(Data records)
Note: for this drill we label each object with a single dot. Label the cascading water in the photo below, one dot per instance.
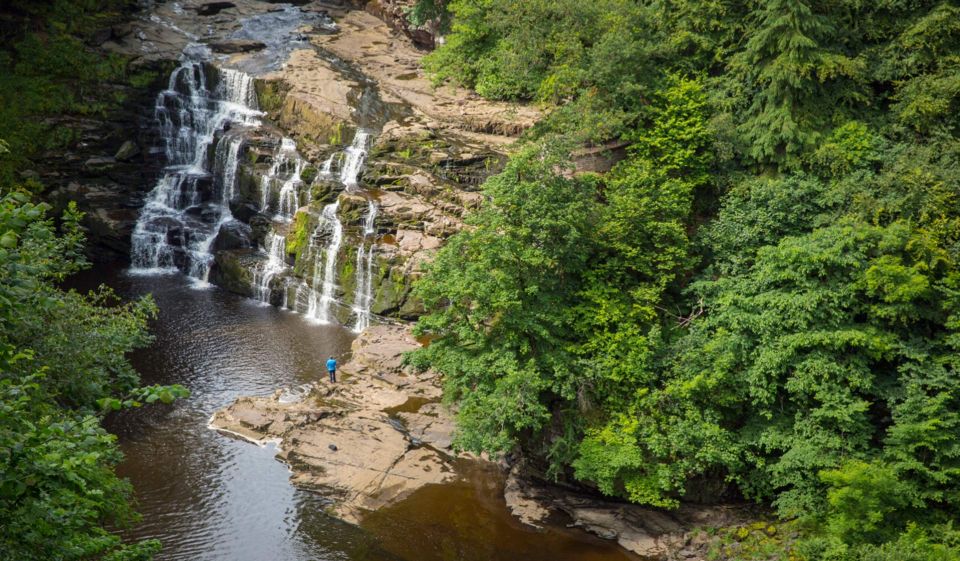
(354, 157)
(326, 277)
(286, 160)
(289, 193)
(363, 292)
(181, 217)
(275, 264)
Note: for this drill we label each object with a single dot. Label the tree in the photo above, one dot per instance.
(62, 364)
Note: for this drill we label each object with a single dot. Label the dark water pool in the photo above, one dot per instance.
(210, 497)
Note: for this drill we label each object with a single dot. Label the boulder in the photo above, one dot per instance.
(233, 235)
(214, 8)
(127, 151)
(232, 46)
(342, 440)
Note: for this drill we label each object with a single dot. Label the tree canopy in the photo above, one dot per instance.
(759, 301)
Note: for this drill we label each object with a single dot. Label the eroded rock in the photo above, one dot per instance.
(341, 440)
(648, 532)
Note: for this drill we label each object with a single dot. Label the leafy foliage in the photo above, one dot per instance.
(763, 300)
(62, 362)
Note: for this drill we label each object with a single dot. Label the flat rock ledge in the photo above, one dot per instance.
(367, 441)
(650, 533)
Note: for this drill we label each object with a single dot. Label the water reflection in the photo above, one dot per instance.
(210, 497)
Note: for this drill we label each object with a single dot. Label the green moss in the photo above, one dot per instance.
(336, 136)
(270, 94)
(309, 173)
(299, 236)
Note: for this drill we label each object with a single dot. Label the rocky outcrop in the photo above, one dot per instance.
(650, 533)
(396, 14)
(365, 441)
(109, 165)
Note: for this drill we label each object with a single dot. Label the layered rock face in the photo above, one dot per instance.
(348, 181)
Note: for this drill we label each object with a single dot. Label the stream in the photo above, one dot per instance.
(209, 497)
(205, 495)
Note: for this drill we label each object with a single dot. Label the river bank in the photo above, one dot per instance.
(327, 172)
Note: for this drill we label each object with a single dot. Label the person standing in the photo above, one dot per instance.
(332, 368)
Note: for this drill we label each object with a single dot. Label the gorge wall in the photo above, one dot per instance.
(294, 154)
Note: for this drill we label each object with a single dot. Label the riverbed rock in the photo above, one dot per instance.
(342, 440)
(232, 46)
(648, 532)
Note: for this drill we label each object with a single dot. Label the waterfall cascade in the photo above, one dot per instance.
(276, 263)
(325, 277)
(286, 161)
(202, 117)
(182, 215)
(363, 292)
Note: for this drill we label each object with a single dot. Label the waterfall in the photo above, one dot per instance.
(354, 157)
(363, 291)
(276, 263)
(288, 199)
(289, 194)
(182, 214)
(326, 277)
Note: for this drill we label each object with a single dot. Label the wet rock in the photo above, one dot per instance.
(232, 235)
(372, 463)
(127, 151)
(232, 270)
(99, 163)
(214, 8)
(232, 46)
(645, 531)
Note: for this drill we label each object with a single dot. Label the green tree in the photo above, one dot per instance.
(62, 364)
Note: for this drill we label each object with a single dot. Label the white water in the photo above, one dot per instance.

* [Short exercise] Can you repeat every record above exactly, apart from the pictures?

* [Response to the exercise]
Note: for this drill we label each object with a single dot. Label the cascading water in the photo below, one dot per instance.
(354, 157)
(326, 277)
(286, 160)
(289, 193)
(363, 292)
(181, 217)
(275, 264)
Note: for this drill we label each object with a single dot. Label the tree in the photo above, one dot per instance.
(62, 364)
Note: for this drill we label each object with a single dot. Label the dark water pool in the photo above, one dot per instance.
(210, 497)
Note: for this drill we label each object with a single dot. Label the boulder in the photo above, one dot per instance.
(233, 235)
(214, 8)
(127, 151)
(232, 46)
(342, 440)
Note: for this drill we label each object with a single dot. Label the tree canopy in the photo above, one dot per instance.
(759, 301)
Note: for this drill we label each object with a single dot. Label the eroded rock in the photo above, one dot per instance.
(341, 440)
(648, 532)
Note: for this drill we label each object with a single dot. Label the leafy foliage in the photo above, one dot per instance.
(763, 300)
(62, 362)
Note: for this drill we label each object with a single dot. Label the flat rock ledge in the photo above, one dot per instance.
(367, 441)
(650, 533)
Note: for this drill we label each object with a single dot. Label the water reflection in the photo above, one dot per instance.
(210, 497)
Note: for this drill we label each object with a single dot. Label the green moss in the photo above, one dot per instance.
(336, 136)
(270, 94)
(309, 173)
(299, 236)
Note: for this drill we label each object with a single dot. Label the rocky outcrop in the photo above, one dot per instance.
(650, 533)
(396, 14)
(365, 441)
(109, 165)
Note: for this drill we label each object with a single dot. Label the layered rock face in the photo above, one dot per instance.
(348, 181)
Note: for this drill we label each object with a single dot. Label the stream in the photo above, one dot per instance.
(209, 497)
(205, 495)
Note: for this drill we label each object with a single dot. Label the river bank in the photo above, one dot per instance.
(327, 172)
Note: for this drill we label each object with a single dot. Label the person standing in the photo above, one dot per instance.
(332, 368)
Note: for this drill we label each object with a single dot. Label the gorge wall in the photo above, one dot per instance.
(294, 154)
Note: for this drill we label each object with a single dot. Label the riverbed rock in the photo above, one dot per instance.
(342, 440)
(232, 46)
(648, 532)
Note: for this drill we label each object with a single dot. Label the waterfall cascade in the photo above, one dot per instance.
(276, 263)
(325, 277)
(286, 161)
(202, 117)
(182, 215)
(363, 292)
Note: for this drill we label each object with a single dot. Label the waterfall in the photo above, one dot per instance.
(354, 157)
(363, 291)
(276, 263)
(288, 199)
(289, 194)
(182, 214)
(326, 277)
Note: for this drill we label each object with a single dot. Label the wet rock in the photo above, one dot per instance.
(232, 235)
(372, 463)
(127, 151)
(232, 270)
(99, 163)
(214, 8)
(232, 46)
(645, 531)
Note: for this drill we label each object with a single dot. Label the green tree in the photo above, one dot per instance.
(62, 364)
Note: for this drill we label each object with a single dot. Label the white water in the photo above, one dot per instance.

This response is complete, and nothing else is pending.